== WHAT IS NEEDED ==
Which lines below contain the string "kraft", matched with case sensitivity? Pick out each of those lines and copy it in full.

== PROVIDED RECORDS ==
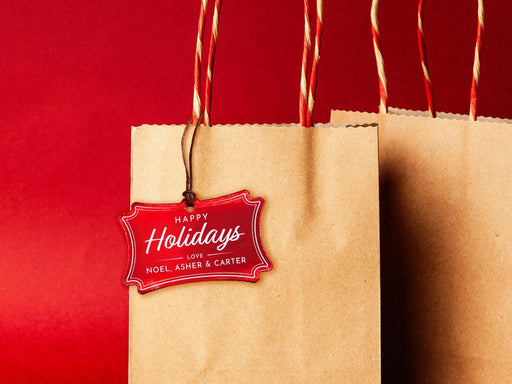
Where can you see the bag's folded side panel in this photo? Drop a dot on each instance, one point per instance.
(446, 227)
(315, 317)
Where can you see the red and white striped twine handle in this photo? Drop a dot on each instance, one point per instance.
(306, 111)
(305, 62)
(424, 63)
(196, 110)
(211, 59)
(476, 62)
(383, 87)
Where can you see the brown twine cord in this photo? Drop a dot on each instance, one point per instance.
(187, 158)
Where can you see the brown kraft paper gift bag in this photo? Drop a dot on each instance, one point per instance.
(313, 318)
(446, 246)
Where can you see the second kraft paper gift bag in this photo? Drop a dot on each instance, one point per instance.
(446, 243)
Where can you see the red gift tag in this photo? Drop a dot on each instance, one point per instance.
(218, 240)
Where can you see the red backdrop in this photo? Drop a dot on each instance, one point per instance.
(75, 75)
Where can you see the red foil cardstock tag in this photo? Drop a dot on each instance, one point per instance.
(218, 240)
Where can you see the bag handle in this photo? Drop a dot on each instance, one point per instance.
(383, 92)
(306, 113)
* * *
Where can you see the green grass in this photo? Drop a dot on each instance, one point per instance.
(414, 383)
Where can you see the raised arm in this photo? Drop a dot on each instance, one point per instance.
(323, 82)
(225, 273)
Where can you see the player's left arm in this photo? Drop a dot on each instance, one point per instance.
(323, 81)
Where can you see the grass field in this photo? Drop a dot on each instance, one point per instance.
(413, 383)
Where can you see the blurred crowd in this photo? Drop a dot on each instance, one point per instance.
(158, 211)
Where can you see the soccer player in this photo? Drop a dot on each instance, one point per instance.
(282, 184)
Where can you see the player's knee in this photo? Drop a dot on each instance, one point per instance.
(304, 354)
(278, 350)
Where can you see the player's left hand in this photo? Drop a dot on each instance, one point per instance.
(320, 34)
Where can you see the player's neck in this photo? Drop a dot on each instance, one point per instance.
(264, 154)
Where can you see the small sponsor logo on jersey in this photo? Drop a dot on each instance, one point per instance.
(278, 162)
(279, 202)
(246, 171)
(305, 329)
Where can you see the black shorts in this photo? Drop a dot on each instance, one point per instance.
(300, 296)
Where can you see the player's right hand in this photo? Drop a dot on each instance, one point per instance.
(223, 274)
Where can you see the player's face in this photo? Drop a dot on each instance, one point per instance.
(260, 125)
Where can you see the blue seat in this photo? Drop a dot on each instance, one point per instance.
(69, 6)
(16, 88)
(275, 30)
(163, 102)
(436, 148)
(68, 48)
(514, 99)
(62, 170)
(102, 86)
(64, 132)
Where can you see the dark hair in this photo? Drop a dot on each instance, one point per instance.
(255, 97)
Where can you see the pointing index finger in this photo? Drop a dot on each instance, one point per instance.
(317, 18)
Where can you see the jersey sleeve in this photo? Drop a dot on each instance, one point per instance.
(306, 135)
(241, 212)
* * *
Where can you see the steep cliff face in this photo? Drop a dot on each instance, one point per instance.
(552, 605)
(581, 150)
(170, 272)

== THE COMPLETED TASK ==
Where can you see the brown kraft paper gift bag in this photo? Drop a dot on each instance, one point per instance.
Where can you see the second kraft paper gift bag in this photo? Drop a dot on each instance, one point per instance.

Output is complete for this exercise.